▶ [Record list]:
★ ★ ★ ★ ★

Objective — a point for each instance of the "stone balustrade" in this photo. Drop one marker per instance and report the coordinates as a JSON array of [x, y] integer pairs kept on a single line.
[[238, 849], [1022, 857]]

★ ★ ★ ★ ★

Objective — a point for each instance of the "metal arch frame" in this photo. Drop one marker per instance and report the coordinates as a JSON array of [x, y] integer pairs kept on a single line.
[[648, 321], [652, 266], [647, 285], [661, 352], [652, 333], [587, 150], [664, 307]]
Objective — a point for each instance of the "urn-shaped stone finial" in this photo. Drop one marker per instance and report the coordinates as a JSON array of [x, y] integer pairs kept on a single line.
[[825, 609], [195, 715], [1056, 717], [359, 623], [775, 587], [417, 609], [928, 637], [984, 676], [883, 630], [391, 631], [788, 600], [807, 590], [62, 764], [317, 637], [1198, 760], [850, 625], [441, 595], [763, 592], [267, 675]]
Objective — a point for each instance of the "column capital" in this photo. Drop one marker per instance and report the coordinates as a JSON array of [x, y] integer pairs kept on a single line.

★ ★ ★ ★ ★

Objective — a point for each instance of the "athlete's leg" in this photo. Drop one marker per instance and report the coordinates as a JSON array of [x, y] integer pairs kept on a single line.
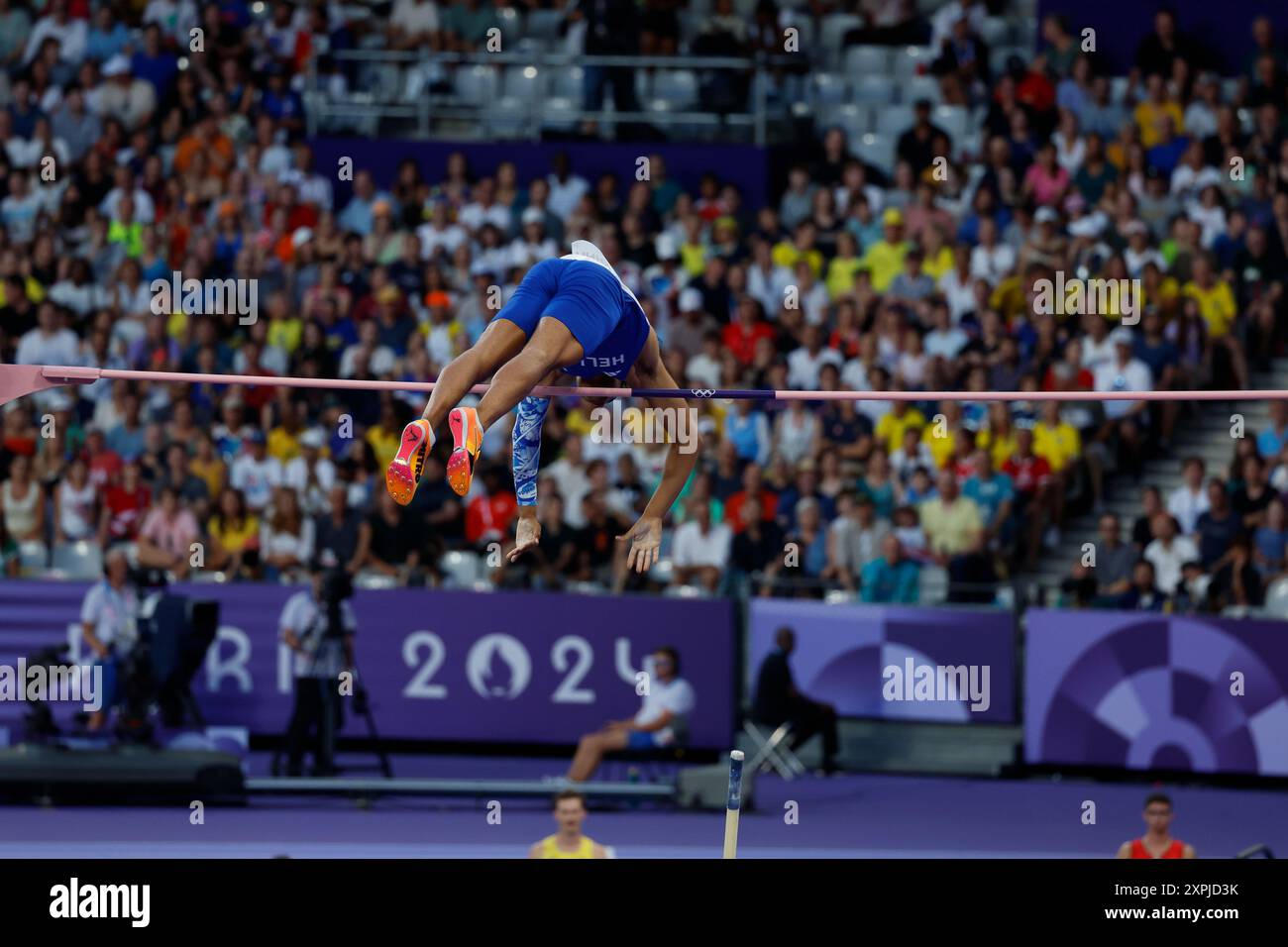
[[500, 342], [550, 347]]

★ ★ ★ ★ ★

▶ [What is expected]:
Which lines in the listing above contain the word "report" with the same capitalization? Collect every such line in full.

▶ [The answer]:
Objective — a point for each instance of the "stone balustrade" in this photo. Drop one marker per instance and report the coordinates as a JSON array of [x, y] integer pairs kept on a single line.
Objective — a point for each instance of the "metal arch frame" in this photo. Drop one marker per instance and report the coordinates as a JSON array of [x, y] integer pairs kept on a single line.
Objective — a point for each instance of the "urn-shaped stone finial" in this photo. Drop one marker per instance and report the coordinates as a JSON array of [x, y] integer pairs kept on a single line.
Objective — a point for each instance of the "column capital" in this photo. Drop one marker per instance and report the coordinates as a JSON array of [x, y] integer pairs kept on a single line.
Objective — a point for each instance of the "athlete's leg" in this photo. Drop one marker per instance and report the coordinates as a JSON array of [x, y] integer pairs kept on a single line.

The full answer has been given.